--- begin Data supplied ---

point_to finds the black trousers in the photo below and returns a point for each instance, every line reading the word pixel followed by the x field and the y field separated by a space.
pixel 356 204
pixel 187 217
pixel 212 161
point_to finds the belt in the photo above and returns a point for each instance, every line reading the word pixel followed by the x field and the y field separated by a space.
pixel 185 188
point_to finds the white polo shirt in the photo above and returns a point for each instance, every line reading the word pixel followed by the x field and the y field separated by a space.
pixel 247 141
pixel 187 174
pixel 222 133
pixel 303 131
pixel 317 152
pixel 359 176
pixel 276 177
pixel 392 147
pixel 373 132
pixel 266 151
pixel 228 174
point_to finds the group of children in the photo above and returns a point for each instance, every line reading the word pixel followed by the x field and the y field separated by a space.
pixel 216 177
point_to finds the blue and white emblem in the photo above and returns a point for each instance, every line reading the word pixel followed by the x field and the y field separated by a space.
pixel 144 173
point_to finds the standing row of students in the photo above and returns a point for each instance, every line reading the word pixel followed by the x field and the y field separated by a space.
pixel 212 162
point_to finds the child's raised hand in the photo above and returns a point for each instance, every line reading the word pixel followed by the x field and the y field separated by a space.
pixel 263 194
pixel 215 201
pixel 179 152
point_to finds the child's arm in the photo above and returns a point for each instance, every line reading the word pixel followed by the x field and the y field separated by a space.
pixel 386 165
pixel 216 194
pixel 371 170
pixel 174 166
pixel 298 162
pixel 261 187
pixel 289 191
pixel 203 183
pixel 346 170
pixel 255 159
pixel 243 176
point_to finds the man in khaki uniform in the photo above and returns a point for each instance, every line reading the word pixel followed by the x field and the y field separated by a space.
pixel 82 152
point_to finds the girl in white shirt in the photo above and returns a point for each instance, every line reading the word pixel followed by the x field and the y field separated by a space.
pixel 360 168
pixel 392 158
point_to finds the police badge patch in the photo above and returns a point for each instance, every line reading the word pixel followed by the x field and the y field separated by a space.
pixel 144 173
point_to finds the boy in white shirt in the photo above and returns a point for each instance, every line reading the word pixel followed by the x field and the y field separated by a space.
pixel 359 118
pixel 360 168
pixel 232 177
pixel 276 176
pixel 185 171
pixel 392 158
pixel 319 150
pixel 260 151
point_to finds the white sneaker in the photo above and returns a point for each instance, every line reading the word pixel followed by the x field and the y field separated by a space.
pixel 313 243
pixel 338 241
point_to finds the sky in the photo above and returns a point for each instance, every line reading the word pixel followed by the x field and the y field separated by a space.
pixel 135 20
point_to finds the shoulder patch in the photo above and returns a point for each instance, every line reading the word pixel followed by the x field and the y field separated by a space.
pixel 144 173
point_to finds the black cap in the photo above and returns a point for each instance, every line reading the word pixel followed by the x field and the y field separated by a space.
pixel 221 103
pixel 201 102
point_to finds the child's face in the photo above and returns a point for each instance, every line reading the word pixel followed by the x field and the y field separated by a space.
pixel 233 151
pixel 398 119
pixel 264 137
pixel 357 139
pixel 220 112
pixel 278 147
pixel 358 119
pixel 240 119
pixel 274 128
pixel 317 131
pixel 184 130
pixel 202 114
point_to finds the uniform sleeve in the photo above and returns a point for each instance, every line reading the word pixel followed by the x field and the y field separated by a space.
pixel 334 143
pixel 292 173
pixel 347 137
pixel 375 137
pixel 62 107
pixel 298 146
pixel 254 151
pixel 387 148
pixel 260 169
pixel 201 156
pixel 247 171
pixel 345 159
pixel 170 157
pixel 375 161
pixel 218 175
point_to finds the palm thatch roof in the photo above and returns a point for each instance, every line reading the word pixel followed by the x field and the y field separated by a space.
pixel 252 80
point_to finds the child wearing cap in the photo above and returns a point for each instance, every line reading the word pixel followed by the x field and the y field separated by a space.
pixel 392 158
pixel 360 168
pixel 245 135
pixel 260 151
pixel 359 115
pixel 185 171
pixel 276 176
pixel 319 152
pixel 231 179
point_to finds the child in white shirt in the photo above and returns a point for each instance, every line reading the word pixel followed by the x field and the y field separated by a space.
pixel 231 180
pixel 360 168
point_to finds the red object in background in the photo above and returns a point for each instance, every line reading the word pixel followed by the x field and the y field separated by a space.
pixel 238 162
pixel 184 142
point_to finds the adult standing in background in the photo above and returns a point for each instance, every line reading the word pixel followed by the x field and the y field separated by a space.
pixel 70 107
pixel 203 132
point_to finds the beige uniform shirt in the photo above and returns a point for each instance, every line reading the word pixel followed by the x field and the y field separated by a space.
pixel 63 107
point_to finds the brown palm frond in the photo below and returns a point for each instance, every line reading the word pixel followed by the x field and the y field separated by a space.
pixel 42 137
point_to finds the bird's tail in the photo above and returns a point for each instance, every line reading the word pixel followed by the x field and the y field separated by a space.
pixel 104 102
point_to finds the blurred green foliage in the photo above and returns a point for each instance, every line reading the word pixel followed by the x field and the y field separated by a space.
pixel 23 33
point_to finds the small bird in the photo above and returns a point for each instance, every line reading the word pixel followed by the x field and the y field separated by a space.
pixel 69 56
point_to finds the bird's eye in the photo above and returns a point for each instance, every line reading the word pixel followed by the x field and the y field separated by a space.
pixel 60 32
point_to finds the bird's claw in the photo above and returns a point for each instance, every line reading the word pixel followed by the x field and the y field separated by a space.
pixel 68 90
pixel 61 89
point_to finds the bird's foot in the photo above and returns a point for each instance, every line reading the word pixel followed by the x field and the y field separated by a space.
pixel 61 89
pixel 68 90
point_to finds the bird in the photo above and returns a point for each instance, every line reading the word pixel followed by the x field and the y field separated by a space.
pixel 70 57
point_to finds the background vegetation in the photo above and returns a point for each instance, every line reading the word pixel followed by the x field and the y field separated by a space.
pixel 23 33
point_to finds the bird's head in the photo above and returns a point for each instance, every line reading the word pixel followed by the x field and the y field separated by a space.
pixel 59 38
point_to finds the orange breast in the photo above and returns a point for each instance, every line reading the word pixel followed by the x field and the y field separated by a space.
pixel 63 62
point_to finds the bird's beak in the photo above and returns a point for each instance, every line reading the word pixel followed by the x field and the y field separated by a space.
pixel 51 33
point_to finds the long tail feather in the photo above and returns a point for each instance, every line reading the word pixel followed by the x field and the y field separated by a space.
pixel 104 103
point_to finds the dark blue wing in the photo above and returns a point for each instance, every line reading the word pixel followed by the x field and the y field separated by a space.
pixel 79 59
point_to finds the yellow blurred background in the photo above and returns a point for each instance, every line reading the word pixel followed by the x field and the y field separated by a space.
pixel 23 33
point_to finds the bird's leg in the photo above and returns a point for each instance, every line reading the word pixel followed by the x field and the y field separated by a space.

--- end Data supplied ---

What needs to be done> Repeat every entry exactly as written above.

Solution>
point_to finds the black trousers in the photo below and returns a point for each instance, every line reading the word pixel followed by the x field and the y field separated by a space.
pixel 356 204
pixel 187 217
pixel 212 161
point_to finds the belt in the photo above and returns a point for each instance, every line reading the word pixel followed by the x field and the y field separated by a space.
pixel 185 188
point_to finds the white polo shirt in the photo above and returns a point for each instance, every line reading the word pixel followed by the x field and the y field separated by a space.
pixel 247 141
pixel 187 174
pixel 222 133
pixel 303 131
pixel 317 152
pixel 359 176
pixel 276 177
pixel 392 147
pixel 373 132
pixel 266 151
pixel 228 174
point_to finds the group of children in the photo above and returns a point for each instance, every line reading the word pixel followed by the x field and the y field separated by a space.
pixel 216 177
point_to finds the blue and white emblem in the photo above and returns a point for each instance, every line reading the word pixel followed by the x field and the y field separated by a space.
pixel 144 173
point_to finds the standing row of students in the photo above and returns a point for each instance, every line reading the word pixel followed by the x field and the y field separated by a space.
pixel 212 162
point_to finds the child's raised hand in the photo above and returns a point for each instance, every line reading the word pixel followed by the x field and the y field separated by a space.
pixel 263 194
pixel 215 201
pixel 179 152
point_to finds the child's arm in the photo above and returns a point for each instance, every line reading the word pixel followed by the x field and the y field separated by a space.
pixel 386 165
pixel 216 194
pixel 371 170
pixel 174 166
pixel 298 162
pixel 261 187
pixel 289 191
pixel 203 183
pixel 346 170
pixel 255 159
pixel 243 176
point_to finds the man in khaki uniform in the photo above and returns a point for each instance, every line reading the word pixel followed by the x field and the y field separated by a space.
pixel 82 152
point_to finds the girl in white shirt in the photo above and returns a point for each instance, every line reading the word pixel followed by the x field and the y field separated by a space.
pixel 360 168
pixel 392 158
point_to finds the police badge patch in the photo above and returns a point for each instance, every line reading the word pixel followed by the x field and the y field separated by a space.
pixel 144 173
point_to finds the boy in white shirt in the photo above and returns a point for each instance, every line reading the word pixel followed by the x field and the y field separated by a space.
pixel 359 118
pixel 360 168
pixel 232 177
pixel 276 176
pixel 185 171
pixel 392 158
pixel 319 150
pixel 260 151
point_to finds the white sneaker in the photo above and returns a point for each instance, every line reading the word pixel followed by the x field and the y field separated by a space.
pixel 313 243
pixel 338 241
point_to finds the sky in the photo above and returns a point for each instance, every line reading the word pixel followed by the x field and the y field separated by a space.
pixel 135 20
point_to finds the shoulder patch in the photo above and returns a point for each instance, every line reading the word pixel followed by the x field and the y field separated by a space.
pixel 144 173
point_to finds the black cap in the photo above and returns a point for each instance, every line reading the word pixel followed by the x field and the y field separated by a space.
pixel 221 103
pixel 201 102
point_to finds the child's face in the photo above and returns a point for each instance, every line reading the word pixel followed by the x field and the y field separated by a space.
pixel 233 151
pixel 398 119
pixel 264 137
pixel 357 139
pixel 220 112
pixel 278 147
pixel 358 119
pixel 240 119
pixel 274 128
pixel 317 131
pixel 184 130
pixel 202 114
point_to finds the uniform sleeve in the photo above and returns a point for each instance, every line reading the word pixel followed by the x field and the y field separated by a space.
pixel 334 143
pixel 292 173
pixel 347 137
pixel 375 137
pixel 62 107
pixel 298 146
pixel 254 151
pixel 387 148
pixel 260 169
pixel 201 156
pixel 247 171
pixel 345 159
pixel 170 157
pixel 375 161
pixel 218 175
point_to finds the palm thatch roof in the photo above and returns a point for each instance, every line reading the word pixel followed by the x field and the y field separated by a space.
pixel 252 80
point_to finds the child wearing cap in the photo above and returns a point for each instance, every line reading the word pixel followed by the x field and the y field separated by a space.
pixel 392 158
pixel 360 168
pixel 245 135
pixel 260 151
pixel 359 115
pixel 185 171
pixel 276 176
pixel 319 152
pixel 231 179
point_to finds the child in white shirt in the photo above and returns a point for each instance, every line reading the word pixel followed by the x field and the y field separated by a space.
pixel 231 180
pixel 360 168
point_to finds the red object in background in the photo above and returns a point for each instance, every line reading the word pixel followed by the x field and the y field separated by a space.
pixel 238 162
pixel 184 142
point_to finds the adult standing in background in the photo above and returns a point for each instance, every line reading the word pixel followed by the x field and the y field separated by a space.
pixel 70 107
pixel 203 132
point_to finds the beige uniform shirt in the photo above and returns a point for each instance, every line reading the word pixel followed by the x field and the y field separated by a space.
pixel 63 107
point_to finds the brown palm frond in the photo below and returns a point for each instance, every line reading the word pixel followed by the x field and the y field separated by a space.
pixel 42 137
point_to finds the bird's tail in the photo above and returns a point for each instance, every line reading the word pixel followed by the x field and the y field separated by a space.
pixel 104 102
point_to finds the blurred green foliage in the photo above and returns a point for each instance, every line reading the word pixel followed by the x field and the y field separated by a space.
pixel 23 33
point_to finds the small bird in the photo above and returns a point for each instance, every line reading the word pixel followed by the x field and the y field separated by a space.
pixel 69 56
point_to finds the bird's eye in the photo above and returns a point for each instance, every line reading the word pixel followed by the x field and the y field separated by a space.
pixel 60 32
point_to finds the bird's claw in the photo above and returns a point for each instance, every line reading the word pixel followed by the x field and the y field separated by a space.
pixel 68 90
pixel 61 89
point_to finds the bird's foot in the photo above and returns a point for each instance, every line reading the word pixel followed by the x field and the y field separated by a space.
pixel 61 89
pixel 68 90
point_to finds the bird in the photo above and returns a point for each instance, every line reading the word pixel followed by the x field and the y field separated by a space.
pixel 70 57
point_to finds the background vegetation in the photo above and returns a point for each instance, every line reading the word pixel followed by the x field and the y field separated by a space.
pixel 23 33
point_to finds the bird's head in the photo above and returns a point for each instance, every line reading the word pixel followed by the x field and the y field separated by a space.
pixel 59 38
point_to finds the orange breast in the photo above and returns a point for each instance, every line reading the word pixel followed by the x field and the y field separated by a space.
pixel 63 62
point_to finds the bird's beak in the photo above and returns a point for each instance, every line reading the word pixel followed by the x field and the y field separated by a space.
pixel 51 33
point_to finds the long tail feather in the photo above and returns a point for each instance, every line reading the word pixel followed by the x field and the y field separated by a space.
pixel 104 103
point_to finds the dark blue wing in the photo above and returns a point for each instance, every line reading the word pixel followed by the x field and the y field separated by a space.
pixel 79 59
point_to finds the yellow blurred background in the photo above and returns a point for each instance, every line reading the word pixel followed by the x field and the y field separated by a space.
pixel 23 33
point_to finds the bird's leg in the photo above and returns a point for each instance, every line reading the word pixel followed by the x field and the y field separated by a space.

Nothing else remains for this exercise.